## SET EXERCISE
Give the entries from the line containing "Have a look — do you notice any bird anywhere?" up to and including the line containing "[491,220,509,270]" as a JSON list of strings, one string per line, with blank lines left out.
........
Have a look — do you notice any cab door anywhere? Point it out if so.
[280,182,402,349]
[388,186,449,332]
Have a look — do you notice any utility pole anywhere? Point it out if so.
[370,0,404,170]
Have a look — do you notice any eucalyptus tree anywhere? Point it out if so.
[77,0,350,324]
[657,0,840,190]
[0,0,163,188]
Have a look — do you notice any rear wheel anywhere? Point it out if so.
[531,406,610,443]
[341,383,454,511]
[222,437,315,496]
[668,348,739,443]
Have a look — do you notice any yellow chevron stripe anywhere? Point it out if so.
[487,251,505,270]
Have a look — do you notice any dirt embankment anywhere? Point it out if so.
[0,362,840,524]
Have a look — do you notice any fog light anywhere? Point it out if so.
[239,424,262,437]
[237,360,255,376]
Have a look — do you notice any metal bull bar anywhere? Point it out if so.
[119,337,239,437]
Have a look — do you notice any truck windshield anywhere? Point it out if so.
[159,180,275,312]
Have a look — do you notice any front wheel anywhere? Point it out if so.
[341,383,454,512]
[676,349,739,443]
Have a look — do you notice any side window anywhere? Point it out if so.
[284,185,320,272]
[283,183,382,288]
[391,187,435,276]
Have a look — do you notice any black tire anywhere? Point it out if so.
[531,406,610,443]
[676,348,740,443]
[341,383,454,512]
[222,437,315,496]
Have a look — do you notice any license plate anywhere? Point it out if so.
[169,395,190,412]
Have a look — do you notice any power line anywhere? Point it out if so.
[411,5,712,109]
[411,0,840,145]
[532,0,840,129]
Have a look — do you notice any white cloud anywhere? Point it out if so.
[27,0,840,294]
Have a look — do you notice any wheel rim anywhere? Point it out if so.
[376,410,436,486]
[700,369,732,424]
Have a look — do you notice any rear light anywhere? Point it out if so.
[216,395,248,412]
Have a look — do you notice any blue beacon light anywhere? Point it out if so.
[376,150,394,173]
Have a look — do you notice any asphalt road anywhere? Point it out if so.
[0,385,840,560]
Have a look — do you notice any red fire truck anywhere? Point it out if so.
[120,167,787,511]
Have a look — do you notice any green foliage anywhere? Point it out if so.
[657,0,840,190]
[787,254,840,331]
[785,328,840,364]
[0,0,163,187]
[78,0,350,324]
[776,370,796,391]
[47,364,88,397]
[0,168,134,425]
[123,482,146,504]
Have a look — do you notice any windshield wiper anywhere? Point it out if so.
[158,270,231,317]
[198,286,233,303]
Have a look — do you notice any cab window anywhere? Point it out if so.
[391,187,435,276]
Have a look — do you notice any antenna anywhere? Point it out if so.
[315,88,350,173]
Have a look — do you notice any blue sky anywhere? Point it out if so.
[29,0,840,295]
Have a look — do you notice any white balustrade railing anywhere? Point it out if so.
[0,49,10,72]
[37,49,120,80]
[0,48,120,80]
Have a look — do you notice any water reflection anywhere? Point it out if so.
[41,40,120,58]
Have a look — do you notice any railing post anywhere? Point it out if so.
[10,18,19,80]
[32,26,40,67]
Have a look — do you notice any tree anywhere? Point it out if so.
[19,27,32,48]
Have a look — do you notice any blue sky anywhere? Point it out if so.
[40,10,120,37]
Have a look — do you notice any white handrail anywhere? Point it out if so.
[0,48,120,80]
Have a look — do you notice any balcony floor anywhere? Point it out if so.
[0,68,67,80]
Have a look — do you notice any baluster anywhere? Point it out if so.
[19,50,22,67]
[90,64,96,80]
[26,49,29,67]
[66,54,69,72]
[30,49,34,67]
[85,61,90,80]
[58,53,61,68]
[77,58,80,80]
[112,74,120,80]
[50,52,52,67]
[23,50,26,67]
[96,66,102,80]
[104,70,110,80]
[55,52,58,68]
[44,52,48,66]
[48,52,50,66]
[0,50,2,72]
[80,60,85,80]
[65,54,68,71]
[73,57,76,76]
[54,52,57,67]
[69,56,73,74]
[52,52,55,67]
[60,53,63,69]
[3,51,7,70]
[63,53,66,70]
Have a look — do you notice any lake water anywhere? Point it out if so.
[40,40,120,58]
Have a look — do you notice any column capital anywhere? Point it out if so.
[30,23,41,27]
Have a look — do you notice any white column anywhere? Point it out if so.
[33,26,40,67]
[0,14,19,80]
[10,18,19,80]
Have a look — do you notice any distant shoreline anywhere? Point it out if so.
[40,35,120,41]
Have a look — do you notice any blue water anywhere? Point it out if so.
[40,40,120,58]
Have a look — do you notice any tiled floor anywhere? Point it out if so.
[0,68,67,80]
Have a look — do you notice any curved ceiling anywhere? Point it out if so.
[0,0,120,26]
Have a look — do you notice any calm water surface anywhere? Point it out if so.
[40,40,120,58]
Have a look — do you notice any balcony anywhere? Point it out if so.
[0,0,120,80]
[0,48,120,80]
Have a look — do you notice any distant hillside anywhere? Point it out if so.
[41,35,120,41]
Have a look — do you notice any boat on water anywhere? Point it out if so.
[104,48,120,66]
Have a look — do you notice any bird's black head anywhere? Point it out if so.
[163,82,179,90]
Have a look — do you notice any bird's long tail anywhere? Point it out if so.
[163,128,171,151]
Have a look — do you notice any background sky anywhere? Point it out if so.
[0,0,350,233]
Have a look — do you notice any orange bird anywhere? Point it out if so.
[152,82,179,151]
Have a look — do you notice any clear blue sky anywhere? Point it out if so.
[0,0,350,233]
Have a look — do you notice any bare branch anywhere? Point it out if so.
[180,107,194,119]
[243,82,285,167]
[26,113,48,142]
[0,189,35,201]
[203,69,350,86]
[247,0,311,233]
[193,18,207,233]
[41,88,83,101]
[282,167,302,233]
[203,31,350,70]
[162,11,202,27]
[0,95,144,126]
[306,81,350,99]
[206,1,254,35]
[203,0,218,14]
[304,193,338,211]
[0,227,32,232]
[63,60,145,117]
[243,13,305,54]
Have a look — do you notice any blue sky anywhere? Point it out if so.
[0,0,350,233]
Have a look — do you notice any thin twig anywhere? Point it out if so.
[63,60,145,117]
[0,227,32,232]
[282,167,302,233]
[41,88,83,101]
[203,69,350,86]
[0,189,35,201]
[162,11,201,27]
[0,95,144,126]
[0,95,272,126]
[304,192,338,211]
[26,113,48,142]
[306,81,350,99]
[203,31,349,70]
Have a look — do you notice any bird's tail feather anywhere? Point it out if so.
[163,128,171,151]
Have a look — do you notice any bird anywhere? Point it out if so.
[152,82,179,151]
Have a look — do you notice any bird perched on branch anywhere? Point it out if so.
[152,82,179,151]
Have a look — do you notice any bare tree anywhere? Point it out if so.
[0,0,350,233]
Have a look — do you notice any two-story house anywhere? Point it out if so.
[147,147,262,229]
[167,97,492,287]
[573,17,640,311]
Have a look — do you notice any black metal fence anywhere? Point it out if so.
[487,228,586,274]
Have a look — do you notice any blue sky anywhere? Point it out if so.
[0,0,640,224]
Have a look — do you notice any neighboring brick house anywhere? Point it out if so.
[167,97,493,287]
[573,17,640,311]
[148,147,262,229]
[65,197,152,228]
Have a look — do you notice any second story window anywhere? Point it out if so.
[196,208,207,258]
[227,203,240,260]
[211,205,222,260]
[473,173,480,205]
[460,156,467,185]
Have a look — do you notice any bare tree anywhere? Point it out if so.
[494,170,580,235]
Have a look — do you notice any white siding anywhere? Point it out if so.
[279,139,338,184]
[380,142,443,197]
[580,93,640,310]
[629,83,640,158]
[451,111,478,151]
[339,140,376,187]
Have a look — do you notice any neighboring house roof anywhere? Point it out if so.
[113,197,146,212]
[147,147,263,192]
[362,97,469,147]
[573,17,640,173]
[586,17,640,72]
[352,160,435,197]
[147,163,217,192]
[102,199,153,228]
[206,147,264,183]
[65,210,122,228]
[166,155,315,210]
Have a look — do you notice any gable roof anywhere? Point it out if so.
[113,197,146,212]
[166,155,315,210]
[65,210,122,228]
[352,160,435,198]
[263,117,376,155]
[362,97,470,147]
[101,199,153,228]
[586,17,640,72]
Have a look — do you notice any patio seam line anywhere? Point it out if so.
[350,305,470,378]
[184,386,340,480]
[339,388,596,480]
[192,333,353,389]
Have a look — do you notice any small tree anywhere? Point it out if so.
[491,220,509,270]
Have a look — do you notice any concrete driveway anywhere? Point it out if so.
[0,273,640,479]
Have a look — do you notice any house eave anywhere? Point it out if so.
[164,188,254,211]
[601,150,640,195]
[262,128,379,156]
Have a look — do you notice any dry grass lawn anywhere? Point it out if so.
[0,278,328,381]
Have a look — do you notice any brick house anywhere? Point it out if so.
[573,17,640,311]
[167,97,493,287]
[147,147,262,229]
........
## SOLUTION TO THE EXERCISE
[
  "Have a look — do you notice any bird anywhere? Point it out if so.",
  "[152,82,179,151]",
  "Have a look — do you notice any bird perched on branch anywhere? Point it out if so.",
  "[152,82,179,151]",
  "Have a look — do you notice any bare tree anywhere? Point it out if so.",
  "[0,0,350,233]",
  "Have a look — do you notice any two-story house anywhere? Point it out if so.",
  "[147,147,262,229]",
  "[167,97,492,287]",
  "[573,17,640,311]",
  "Have a look — do you notice any black metal fence anywhere? Point it out if so.",
  "[487,228,586,274]",
  "Have a look — do you notice any blue sky anywhere? Point it out if so.",
  "[0,0,640,224]",
  "Have a look — do you notice any neighboring brick house anywhere? Point it out if so.",
  "[167,97,493,287]",
  "[573,17,640,311]",
  "[148,147,262,229]",
  "[65,197,152,228]",
  "Have a look — do you notice any second story window anywhere? Point it out if so.",
  "[196,208,207,258]",
  "[227,203,240,260]",
  "[211,205,222,260]",
  "[473,173,480,205]",
  "[460,156,467,185]",
  "Have a look — do you notice any bare tree anywhere? Point it out if so.",
  "[494,170,580,235]",
  "Have a look — do you notice any white siding anywhere? Point it out if so.",
  "[279,139,338,184]",
  "[380,142,443,197]",
  "[580,93,640,310]",
  "[629,83,640,158]",
  "[451,111,478,151]",
  "[339,140,376,187]",
  "Have a look — do you notice any neighboring house roof anywhere? Point it out if so.",
  "[113,197,146,212]",
  "[147,147,263,192]",
  "[362,97,469,147]",
  "[573,17,640,173]",
  "[586,17,640,72]",
  "[352,160,435,197]",
  "[147,163,217,192]",
  "[102,199,153,228]",
  "[206,147,264,183]",
  "[65,210,122,228]",
  "[166,155,315,210]",
  "Have a look — do you notice any gable roof anywhere? Point it out if so.",
  "[113,197,146,212]",
  "[166,155,315,210]",
  "[65,210,122,228]",
  "[352,160,435,198]",
  "[263,117,376,155]",
  "[362,97,470,147]",
  "[101,199,153,228]",
  "[586,17,640,72]",
  "Have a look — do you notice any patio seam line anywhere? Point it out if so.",
  "[350,305,470,378]",
  "[184,386,340,480]",
  "[339,388,596,480]",
  "[192,333,353,389]",
  "Have a look — do you notice any small tree anywhere? Point it out if so.",
  "[491,220,509,270]"
]